• [WHAT THE TASK REQUIRES]: Repeat exactly the lines below that lie between the line with "Where can you spot the red liquid?" and the line with "Where can you spot the tiled", counting both of those lines as part of the answer.

(Data extracted from a collection)
++++++++++++++++++++

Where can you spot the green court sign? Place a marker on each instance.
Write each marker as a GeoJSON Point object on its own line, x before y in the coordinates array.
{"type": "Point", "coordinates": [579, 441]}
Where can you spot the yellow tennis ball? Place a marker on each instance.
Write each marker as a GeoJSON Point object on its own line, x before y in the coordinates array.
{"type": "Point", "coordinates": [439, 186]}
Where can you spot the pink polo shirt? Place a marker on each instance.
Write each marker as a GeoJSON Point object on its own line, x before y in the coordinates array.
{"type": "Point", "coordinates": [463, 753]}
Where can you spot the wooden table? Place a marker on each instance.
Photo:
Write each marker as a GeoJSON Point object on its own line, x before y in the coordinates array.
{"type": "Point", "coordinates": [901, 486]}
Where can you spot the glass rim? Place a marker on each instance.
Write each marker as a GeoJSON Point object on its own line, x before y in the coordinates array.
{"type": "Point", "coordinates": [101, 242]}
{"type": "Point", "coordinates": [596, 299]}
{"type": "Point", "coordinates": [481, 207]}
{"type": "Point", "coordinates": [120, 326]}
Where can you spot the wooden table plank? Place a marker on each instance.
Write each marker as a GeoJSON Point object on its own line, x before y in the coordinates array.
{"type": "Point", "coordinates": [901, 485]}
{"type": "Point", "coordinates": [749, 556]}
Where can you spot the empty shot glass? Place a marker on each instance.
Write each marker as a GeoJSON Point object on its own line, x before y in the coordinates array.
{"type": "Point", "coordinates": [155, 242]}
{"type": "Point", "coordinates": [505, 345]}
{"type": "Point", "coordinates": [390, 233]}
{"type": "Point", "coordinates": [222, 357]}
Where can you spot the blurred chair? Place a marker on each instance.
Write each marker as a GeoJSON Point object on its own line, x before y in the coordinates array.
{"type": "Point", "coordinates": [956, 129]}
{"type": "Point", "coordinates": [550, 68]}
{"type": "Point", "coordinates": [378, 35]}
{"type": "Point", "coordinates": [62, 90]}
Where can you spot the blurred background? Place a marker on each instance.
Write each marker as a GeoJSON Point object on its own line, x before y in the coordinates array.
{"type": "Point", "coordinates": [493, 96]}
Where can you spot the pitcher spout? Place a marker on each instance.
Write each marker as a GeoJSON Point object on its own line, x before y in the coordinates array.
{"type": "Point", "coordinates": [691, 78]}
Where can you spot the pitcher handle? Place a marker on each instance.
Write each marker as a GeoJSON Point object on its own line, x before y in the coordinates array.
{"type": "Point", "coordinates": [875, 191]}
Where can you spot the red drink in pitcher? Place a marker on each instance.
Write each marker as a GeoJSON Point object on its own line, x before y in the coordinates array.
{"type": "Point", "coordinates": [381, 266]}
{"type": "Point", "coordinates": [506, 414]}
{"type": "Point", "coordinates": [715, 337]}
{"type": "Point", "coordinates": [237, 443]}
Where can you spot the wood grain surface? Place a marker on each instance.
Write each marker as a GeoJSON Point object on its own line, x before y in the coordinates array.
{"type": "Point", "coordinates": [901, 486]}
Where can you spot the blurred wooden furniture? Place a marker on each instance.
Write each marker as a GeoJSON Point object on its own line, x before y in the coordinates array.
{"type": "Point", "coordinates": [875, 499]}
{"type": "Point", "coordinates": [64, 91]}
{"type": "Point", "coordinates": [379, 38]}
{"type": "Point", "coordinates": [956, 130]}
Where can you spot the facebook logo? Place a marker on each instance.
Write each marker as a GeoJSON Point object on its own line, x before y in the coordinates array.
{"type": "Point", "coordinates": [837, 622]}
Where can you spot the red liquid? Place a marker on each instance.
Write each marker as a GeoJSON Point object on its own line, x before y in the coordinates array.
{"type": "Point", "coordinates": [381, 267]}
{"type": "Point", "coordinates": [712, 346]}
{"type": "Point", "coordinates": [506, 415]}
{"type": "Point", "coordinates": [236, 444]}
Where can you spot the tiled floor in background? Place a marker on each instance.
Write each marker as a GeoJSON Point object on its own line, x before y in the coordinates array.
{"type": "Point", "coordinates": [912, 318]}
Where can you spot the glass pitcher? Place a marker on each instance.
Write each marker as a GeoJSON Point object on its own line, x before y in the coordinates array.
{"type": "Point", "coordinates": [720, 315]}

++++++++++++++++++++

• [RESULT FOR THIS TASK]:
Where can you spot the red liquid? Place a marker on each instance.
Write each marker as a GeoJSON Point object on its own line, x before y in the coordinates array.
{"type": "Point", "coordinates": [381, 267]}
{"type": "Point", "coordinates": [712, 346]}
{"type": "Point", "coordinates": [506, 415]}
{"type": "Point", "coordinates": [236, 444]}
Where can you spot the tiled floor in background? Place a marker on each instance.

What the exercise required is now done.